§ TASK
Return all of the lines below unchanged, but omit the pictures.

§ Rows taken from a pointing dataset
----

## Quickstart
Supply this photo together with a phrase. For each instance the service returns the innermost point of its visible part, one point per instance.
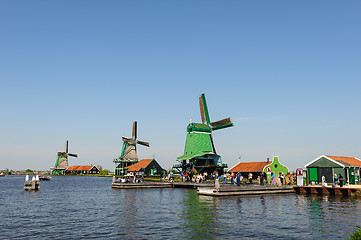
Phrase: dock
(34, 184)
(153, 184)
(345, 191)
(244, 190)
(208, 188)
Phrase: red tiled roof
(350, 160)
(79, 168)
(137, 166)
(249, 167)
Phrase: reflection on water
(199, 217)
(87, 207)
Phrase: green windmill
(199, 152)
(128, 155)
(62, 161)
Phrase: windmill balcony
(177, 165)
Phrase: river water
(81, 207)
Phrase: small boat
(44, 178)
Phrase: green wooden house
(276, 167)
(328, 166)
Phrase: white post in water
(217, 184)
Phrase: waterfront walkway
(208, 188)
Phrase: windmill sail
(129, 150)
(128, 155)
(61, 163)
(204, 109)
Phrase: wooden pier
(244, 190)
(345, 191)
(208, 188)
(161, 185)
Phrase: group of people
(337, 180)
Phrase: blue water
(80, 207)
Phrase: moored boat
(44, 178)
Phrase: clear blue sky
(287, 72)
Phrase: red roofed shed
(149, 167)
(91, 169)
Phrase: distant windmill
(199, 149)
(128, 155)
(62, 160)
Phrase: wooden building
(328, 166)
(256, 168)
(149, 167)
(276, 167)
(82, 170)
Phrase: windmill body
(128, 155)
(61, 163)
(200, 155)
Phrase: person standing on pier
(273, 178)
(238, 179)
(262, 178)
(340, 179)
(250, 177)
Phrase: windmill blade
(204, 109)
(129, 140)
(134, 132)
(143, 143)
(61, 153)
(221, 122)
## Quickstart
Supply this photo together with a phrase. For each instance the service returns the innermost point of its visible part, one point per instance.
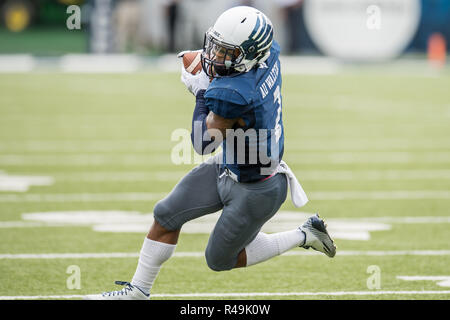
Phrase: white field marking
(148, 196)
(334, 175)
(442, 281)
(135, 145)
(201, 254)
(380, 195)
(93, 159)
(245, 294)
(163, 157)
(99, 63)
(134, 222)
(17, 63)
(21, 183)
(81, 146)
(131, 176)
(82, 197)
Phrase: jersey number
(277, 99)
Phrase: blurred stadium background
(87, 116)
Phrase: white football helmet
(240, 38)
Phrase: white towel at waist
(298, 195)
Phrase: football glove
(194, 83)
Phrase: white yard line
(247, 294)
(148, 196)
(164, 157)
(337, 175)
(201, 254)
(82, 197)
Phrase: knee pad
(162, 214)
(217, 262)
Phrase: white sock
(266, 246)
(151, 257)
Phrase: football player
(248, 181)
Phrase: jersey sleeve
(226, 103)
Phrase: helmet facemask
(220, 59)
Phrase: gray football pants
(246, 207)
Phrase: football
(192, 62)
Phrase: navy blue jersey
(254, 96)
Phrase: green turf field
(371, 151)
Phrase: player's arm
(209, 128)
(216, 122)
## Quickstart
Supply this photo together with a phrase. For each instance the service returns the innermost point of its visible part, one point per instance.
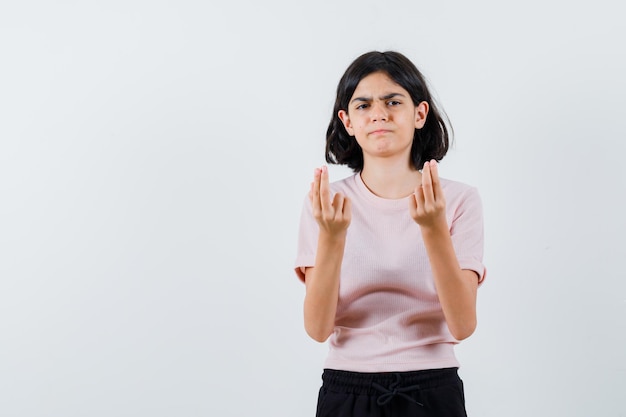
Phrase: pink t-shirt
(388, 315)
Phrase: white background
(154, 156)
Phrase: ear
(345, 119)
(421, 111)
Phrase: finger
(434, 174)
(427, 184)
(315, 191)
(338, 200)
(324, 189)
(347, 209)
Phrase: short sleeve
(467, 231)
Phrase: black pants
(431, 393)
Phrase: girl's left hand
(428, 207)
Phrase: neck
(392, 181)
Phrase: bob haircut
(430, 142)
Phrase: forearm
(456, 288)
(322, 287)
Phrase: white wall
(154, 156)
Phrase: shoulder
(459, 193)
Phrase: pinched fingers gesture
(332, 214)
(428, 207)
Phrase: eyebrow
(385, 97)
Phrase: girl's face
(382, 117)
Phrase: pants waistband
(369, 383)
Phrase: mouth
(379, 132)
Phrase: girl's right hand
(332, 216)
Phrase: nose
(379, 112)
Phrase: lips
(379, 132)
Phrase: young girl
(392, 256)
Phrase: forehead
(378, 82)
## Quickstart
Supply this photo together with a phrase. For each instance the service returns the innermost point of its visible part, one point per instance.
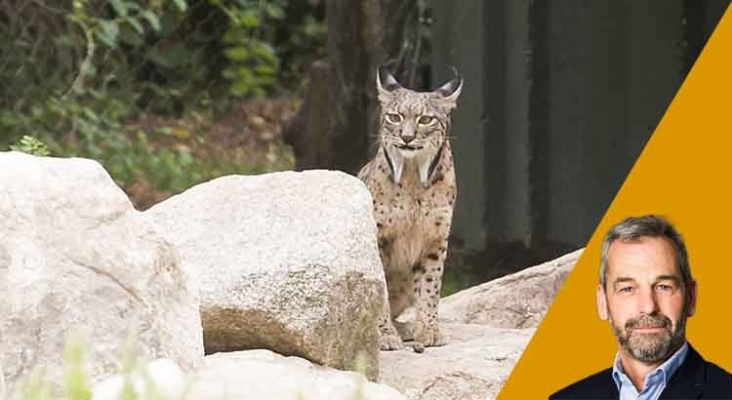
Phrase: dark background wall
(560, 98)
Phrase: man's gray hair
(632, 229)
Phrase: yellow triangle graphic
(685, 174)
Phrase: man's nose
(648, 303)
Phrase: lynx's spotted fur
(412, 182)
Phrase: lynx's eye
(393, 118)
(425, 120)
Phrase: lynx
(412, 182)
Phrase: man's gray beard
(650, 347)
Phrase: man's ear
(601, 303)
(691, 293)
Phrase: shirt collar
(666, 369)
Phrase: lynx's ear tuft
(451, 90)
(385, 81)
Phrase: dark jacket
(694, 379)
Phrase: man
(646, 291)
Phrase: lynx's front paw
(390, 342)
(428, 335)
(389, 338)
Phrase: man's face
(645, 298)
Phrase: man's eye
(393, 118)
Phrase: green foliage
(31, 145)
(77, 74)
(252, 60)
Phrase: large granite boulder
(286, 261)
(76, 257)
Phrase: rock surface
(264, 375)
(286, 261)
(76, 257)
(473, 365)
(518, 300)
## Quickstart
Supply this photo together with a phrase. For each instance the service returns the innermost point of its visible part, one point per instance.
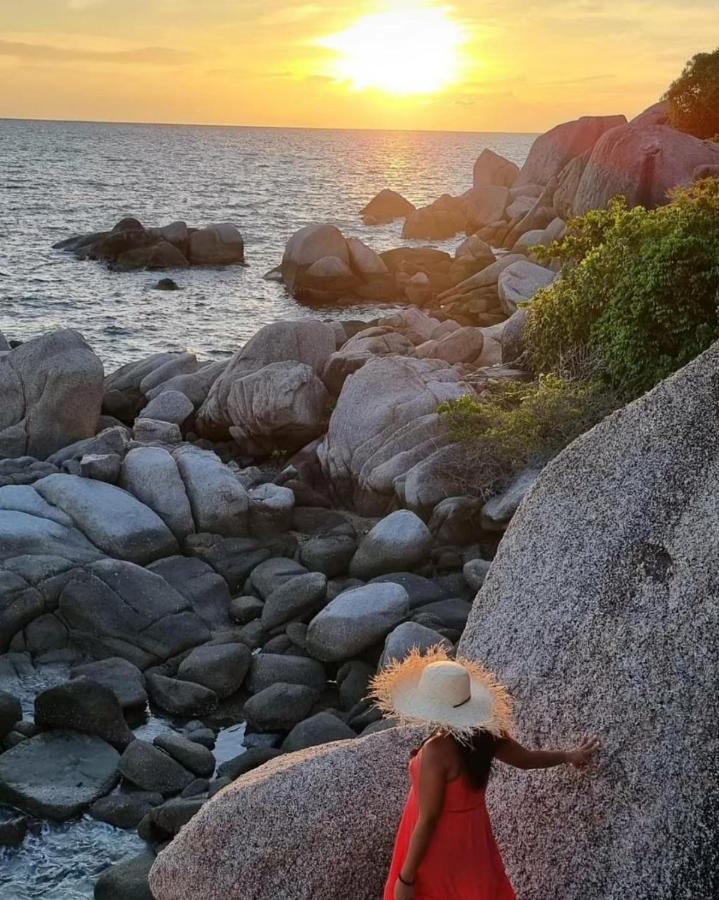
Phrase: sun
(411, 50)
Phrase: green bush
(512, 425)
(638, 292)
(694, 97)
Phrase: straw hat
(458, 696)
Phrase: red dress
(463, 860)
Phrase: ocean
(62, 178)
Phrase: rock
(114, 608)
(192, 756)
(386, 206)
(180, 698)
(642, 163)
(221, 668)
(519, 283)
(325, 856)
(245, 609)
(126, 880)
(279, 707)
(402, 639)
(216, 245)
(52, 393)
(383, 425)
(10, 712)
(169, 406)
(553, 150)
(297, 598)
(491, 168)
(607, 574)
(322, 728)
(355, 620)
(126, 808)
(497, 512)
(306, 246)
(56, 774)
(306, 341)
(400, 541)
(269, 668)
(151, 769)
(218, 501)
(270, 510)
(86, 706)
(111, 518)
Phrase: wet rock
(57, 773)
(180, 698)
(151, 769)
(86, 706)
(355, 620)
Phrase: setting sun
(413, 50)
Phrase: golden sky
(506, 65)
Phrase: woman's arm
(432, 783)
(514, 754)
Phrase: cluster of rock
(130, 245)
(599, 613)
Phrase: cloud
(46, 53)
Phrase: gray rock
(221, 668)
(111, 518)
(57, 773)
(270, 668)
(86, 706)
(180, 698)
(297, 598)
(10, 712)
(205, 590)
(168, 406)
(270, 510)
(402, 639)
(329, 853)
(151, 769)
(321, 728)
(124, 809)
(192, 756)
(498, 512)
(279, 707)
(607, 575)
(355, 620)
(400, 541)
(52, 391)
(126, 880)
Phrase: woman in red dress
(445, 849)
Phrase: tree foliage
(694, 97)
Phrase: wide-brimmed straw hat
(456, 695)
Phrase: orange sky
(520, 66)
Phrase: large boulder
(51, 391)
(56, 774)
(552, 150)
(385, 423)
(331, 851)
(608, 575)
(355, 620)
(642, 163)
(306, 341)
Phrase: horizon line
(235, 125)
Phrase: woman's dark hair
(476, 756)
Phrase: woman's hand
(583, 752)
(403, 891)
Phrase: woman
(445, 849)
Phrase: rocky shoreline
(250, 540)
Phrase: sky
(468, 65)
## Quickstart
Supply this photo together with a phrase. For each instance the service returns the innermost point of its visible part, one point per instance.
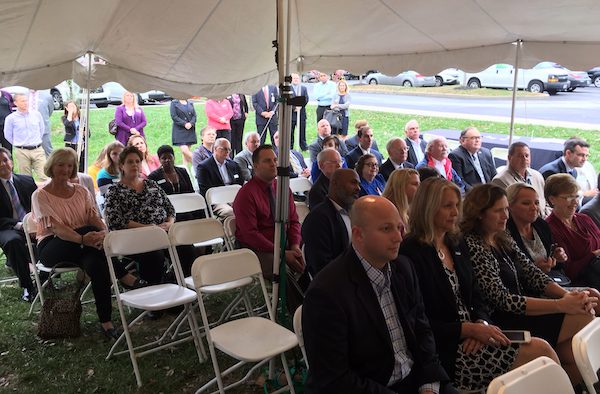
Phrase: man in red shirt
(254, 208)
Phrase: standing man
(15, 203)
(473, 163)
(299, 113)
(24, 129)
(364, 322)
(324, 92)
(416, 145)
(265, 103)
(397, 157)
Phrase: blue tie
(14, 198)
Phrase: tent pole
(514, 95)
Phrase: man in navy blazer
(265, 104)
(363, 318)
(326, 229)
(12, 238)
(473, 163)
(219, 170)
(365, 144)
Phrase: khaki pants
(31, 159)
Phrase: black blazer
(346, 338)
(412, 156)
(387, 168)
(463, 164)
(439, 299)
(325, 236)
(356, 153)
(25, 186)
(209, 176)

----

§ THE RESPONSE
## Quickstart
Supply this photo together with a phrase. For each instance the service returns the innermost point of its visible part, one point per instance.
Phrase: dock
(34, 184)
(153, 184)
(345, 191)
(244, 190)
(208, 188)
Phrase: red tiled roof
(350, 160)
(79, 168)
(137, 166)
(249, 167)
Phrase: reflection on water
(199, 217)
(87, 207)
Phrase: green windmill
(199, 152)
(128, 155)
(62, 161)
Phrase: windmill balcony
(177, 165)
Phrase: river water
(81, 207)
Phrase: small boat
(44, 178)
Phrase: green wooden house
(276, 167)
(328, 166)
Phrase: white post in water
(217, 184)
Phrase: waterfront walkway
(208, 188)
Phrase: windmill sail
(129, 150)
(128, 155)
(61, 163)
(204, 109)
Phrase: wooden pier
(244, 190)
(345, 191)
(208, 188)
(161, 185)
Phrase: group of people
(337, 180)
Phrase: blue water
(80, 207)
Phrase: moored boat
(44, 178)
Phrase: clear blue sky
(287, 72)
Phrase: red roofed shed
(149, 167)
(91, 169)
Phrase: distant windmill
(199, 149)
(128, 155)
(62, 160)
Phrase: wooden building
(328, 166)
(256, 168)
(149, 167)
(276, 167)
(82, 170)
Phrase: windmill body
(128, 155)
(61, 163)
(200, 155)
Phrase: person standing on pier
(273, 178)
(238, 179)
(262, 178)
(340, 179)
(250, 177)
Phrase: windmill blade
(204, 109)
(129, 140)
(134, 132)
(143, 143)
(61, 153)
(221, 122)
## Quickstart
Supply this photo together with a phrase. For each instance the service returns the innermost point of its visible part, one point per instance.
Phrase: white field marking
(148, 196)
(334, 175)
(442, 281)
(135, 145)
(201, 254)
(380, 195)
(93, 159)
(245, 294)
(163, 157)
(99, 63)
(134, 222)
(17, 63)
(21, 183)
(81, 146)
(131, 176)
(82, 197)
Phrase: jersey number
(277, 99)
Phrase: blurred stadium background
(87, 116)
Phrase: white football helmet
(240, 38)
Phrase: white towel at waist
(298, 195)
Phrase: football glove
(194, 83)
Phrase: white yard line
(247, 294)
(148, 196)
(164, 157)
(337, 175)
(201, 254)
(82, 197)
Phrase: knee pad
(162, 214)
(217, 262)
Phrase: white sock
(266, 246)
(151, 257)
Phrase: football player
(248, 181)
Phrase: jersey sleeve
(226, 103)
Phrase: helmet facemask
(220, 59)
Phrase: gray football pants
(246, 207)
Phrase: football
(192, 62)
Phrase: navy blue jersey
(254, 96)
Phrase: green turf field
(371, 151)
Phrase: player's arm
(209, 128)
(216, 122)
## Quickstart
Supply this photo together with a phrase. For each instance the service returns the innermost point of its visible part, one point per instance.
Phrase: pink t-shirt
(388, 315)
Phrase: white background
(154, 156)
Phrase: ear
(345, 119)
(421, 111)
Phrase: finger
(434, 174)
(427, 184)
(315, 191)
(338, 200)
(324, 189)
(347, 209)
Phrase: short sleeve
(467, 231)
Phrase: black pants
(431, 393)
Phrase: girl's left hand
(428, 207)
Phrase: neck
(392, 181)
Phrase: bob haircut
(430, 142)
Phrase: forearm
(456, 288)
(322, 287)
Phrase: white wall
(154, 156)
Phrase: shoulder
(459, 193)
Phrase: pinched fingers gesture
(332, 214)
(428, 207)
Phrase: eyebrow
(385, 97)
Phrase: girl's face
(382, 117)
Phrase: pants waistband
(369, 383)
Phrase: mouth
(379, 132)
Phrase: girl's right hand
(332, 216)
Phrase: nose
(379, 112)
Phrase: lips
(379, 132)
Phrase: young girl
(392, 256)
Phrase: forehead
(378, 82)
## Quickstart
Supply this photo together with a phrase. For each instance the service returns the innermost point of its visible part, one point per instance.
Phrase: dark background wall
(560, 98)
Phrase: man's gray hair
(632, 229)
Phrase: yellow triangle graphic
(685, 174)
Phrase: man's nose
(648, 303)
Phrase: lynx's spotted fur
(412, 182)
Phrase: lynx's eye
(393, 118)
(425, 120)
Phrase: lynx
(412, 182)
Phrase: man's gray beard
(650, 347)
Phrase: man's ear
(601, 303)
(691, 293)
Phrase: shirt collar
(666, 369)
Phrase: lynx's ear tuft
(451, 90)
(385, 81)
Phrase: dark jacket
(694, 379)
Phrase: man
(646, 291)
Phrase: lynx's front paw
(390, 342)
(428, 335)
(389, 338)
Phrase: man's face
(645, 298)
Phrase: man's eye
(393, 118)
Phrase: green foliage
(31, 145)
(77, 74)
(252, 60)
Phrase: large granite boulder
(286, 261)
(76, 257)
Phrase: rock surface
(264, 375)
(286, 261)
(76, 257)
(473, 365)
(518, 300)
## Quickstart
Supply this photo together with a phrase. For each instance the service returns the innermost point of its visible part, one point per instance.
Phrase: sun
(411, 50)
Phrase: green bush
(512, 425)
(638, 292)
(694, 97)
Phrase: straw hat
(458, 696)
Phrase: red dress
(463, 860)
Phrase: ocean
(62, 178)
Phrase: rock
(114, 608)
(192, 756)
(386, 206)
(180, 698)
(642, 163)
(221, 668)
(519, 283)
(325, 856)
(245, 609)
(126, 880)
(279, 707)
(402, 639)
(216, 245)
(52, 393)
(383, 425)
(10, 712)
(169, 406)
(553, 150)
(297, 598)
(491, 168)
(607, 574)
(322, 728)
(355, 620)
(126, 808)
(497, 512)
(306, 246)
(56, 774)
(306, 341)
(400, 541)
(269, 668)
(151, 769)
(218, 501)
(270, 510)
(86, 706)
(111, 518)
Phrase: wet rock
(57, 773)
(180, 698)
(151, 769)
(86, 706)
(355, 620)
Phrase: setting sun
(413, 50)
Phrase: golden sky
(506, 65)
Phrase: woman's arm
(432, 783)
(514, 754)
Phrase: cluster of rock
(130, 245)
(599, 613)
Phrase: cloud
(46, 53)
Phrase: gray rock
(221, 668)
(111, 518)
(57, 773)
(270, 668)
(86, 706)
(180, 698)
(297, 598)
(10, 712)
(205, 590)
(168, 406)
(270, 510)
(402, 639)
(329, 853)
(151, 769)
(321, 728)
(124, 809)
(192, 756)
(498, 512)
(279, 707)
(607, 575)
(355, 620)
(400, 541)
(52, 391)
(126, 880)
Phrase: woman in red dress
(445, 849)
Phrase: tree foliage
(694, 97)
Phrase: wide-brimmed straw hat
(456, 695)
Phrase: orange sky
(520, 66)
Phrase: large boulder
(51, 391)
(56, 774)
(552, 150)
(385, 423)
(331, 851)
(608, 575)
(355, 620)
(642, 163)
(306, 341)
Phrase: horizon line
(235, 125)
Phrase: woman's dark hair
(476, 756)
Phrase: woman's hand
(583, 752)
(403, 891)
Phrase: woman
(445, 849)
Phrase: rocky shoreline
(250, 540)
Phrase: sky
(468, 65)
## Quickstart
Supply this photo together with a phrase. For each instance the service returns the innermost point of its visible part, one point per instance.
Phrase: man in red shirt
(254, 208)
Phrase: standing man
(15, 203)
(473, 163)
(299, 113)
(24, 129)
(364, 322)
(324, 92)
(416, 145)
(265, 103)
(397, 157)
Phrase: blue tie
(14, 198)
Phrase: tent pole
(514, 95)
Phrase: man in navy blazer
(265, 104)
(363, 318)
(326, 229)
(12, 238)
(473, 163)
(219, 170)
(365, 144)
Phrase: khaki pants
(31, 159)
Phrase: black blazer
(346, 338)
(412, 156)
(387, 168)
(463, 164)
(439, 299)
(325, 236)
(356, 153)
(25, 186)
(209, 176)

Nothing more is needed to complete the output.